===== TASK INPUTS =====

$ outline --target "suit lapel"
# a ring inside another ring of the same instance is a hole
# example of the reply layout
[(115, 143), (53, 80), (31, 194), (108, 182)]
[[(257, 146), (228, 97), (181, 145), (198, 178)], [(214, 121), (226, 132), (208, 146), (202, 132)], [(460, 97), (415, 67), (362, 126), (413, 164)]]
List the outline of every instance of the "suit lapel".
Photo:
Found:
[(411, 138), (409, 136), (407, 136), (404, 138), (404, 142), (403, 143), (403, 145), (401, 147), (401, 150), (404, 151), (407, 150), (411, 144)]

=====
===== TASK INPUTS =====

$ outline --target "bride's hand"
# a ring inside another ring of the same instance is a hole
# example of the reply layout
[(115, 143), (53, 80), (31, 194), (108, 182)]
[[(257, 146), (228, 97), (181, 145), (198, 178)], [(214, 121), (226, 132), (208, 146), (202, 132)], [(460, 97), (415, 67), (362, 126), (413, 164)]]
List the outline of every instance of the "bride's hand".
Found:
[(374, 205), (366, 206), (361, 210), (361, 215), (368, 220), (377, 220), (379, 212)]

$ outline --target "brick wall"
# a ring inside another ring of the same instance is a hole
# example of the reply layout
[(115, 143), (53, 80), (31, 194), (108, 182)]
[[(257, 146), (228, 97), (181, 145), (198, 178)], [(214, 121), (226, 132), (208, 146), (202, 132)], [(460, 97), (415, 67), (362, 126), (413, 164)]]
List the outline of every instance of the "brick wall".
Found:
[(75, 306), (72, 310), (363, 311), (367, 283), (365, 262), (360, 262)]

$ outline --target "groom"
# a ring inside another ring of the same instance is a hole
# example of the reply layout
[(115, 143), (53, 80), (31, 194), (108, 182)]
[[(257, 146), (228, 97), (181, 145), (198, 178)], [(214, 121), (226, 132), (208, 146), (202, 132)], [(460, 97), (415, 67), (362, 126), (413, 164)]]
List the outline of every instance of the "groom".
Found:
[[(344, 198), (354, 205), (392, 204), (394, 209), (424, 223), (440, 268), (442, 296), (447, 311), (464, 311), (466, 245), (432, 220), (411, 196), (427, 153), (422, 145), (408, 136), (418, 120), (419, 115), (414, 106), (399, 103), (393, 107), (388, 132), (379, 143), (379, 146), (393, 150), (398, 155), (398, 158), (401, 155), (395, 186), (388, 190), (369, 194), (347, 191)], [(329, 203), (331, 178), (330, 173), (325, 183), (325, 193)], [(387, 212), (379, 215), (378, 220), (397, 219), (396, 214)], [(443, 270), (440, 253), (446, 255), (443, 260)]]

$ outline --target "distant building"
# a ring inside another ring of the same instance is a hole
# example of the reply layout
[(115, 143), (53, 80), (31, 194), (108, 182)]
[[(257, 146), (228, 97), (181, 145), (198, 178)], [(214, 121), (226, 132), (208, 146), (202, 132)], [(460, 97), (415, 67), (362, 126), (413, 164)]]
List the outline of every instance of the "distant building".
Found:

=====
===== TASK INPUTS =====

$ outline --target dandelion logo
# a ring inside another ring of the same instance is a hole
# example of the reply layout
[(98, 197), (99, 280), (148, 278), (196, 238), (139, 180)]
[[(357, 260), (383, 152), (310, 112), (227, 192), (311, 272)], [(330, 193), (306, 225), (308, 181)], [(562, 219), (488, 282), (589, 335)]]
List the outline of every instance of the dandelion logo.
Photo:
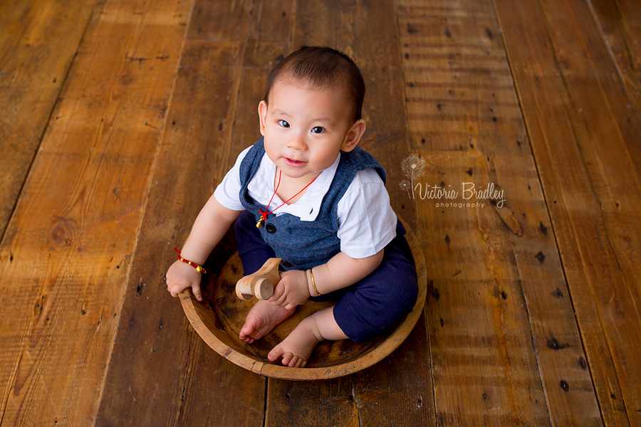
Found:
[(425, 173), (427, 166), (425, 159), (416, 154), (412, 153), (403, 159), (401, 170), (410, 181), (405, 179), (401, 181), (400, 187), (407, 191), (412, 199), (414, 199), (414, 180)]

=====

● EXERCISE GOAL: Pull out every line of the data above that contains the word "bride", and copy each of those lines in full.

● EXERCISE ANSWER:
$ outline --target "bride's hand"
List the outline of every instance of the "bride's hand".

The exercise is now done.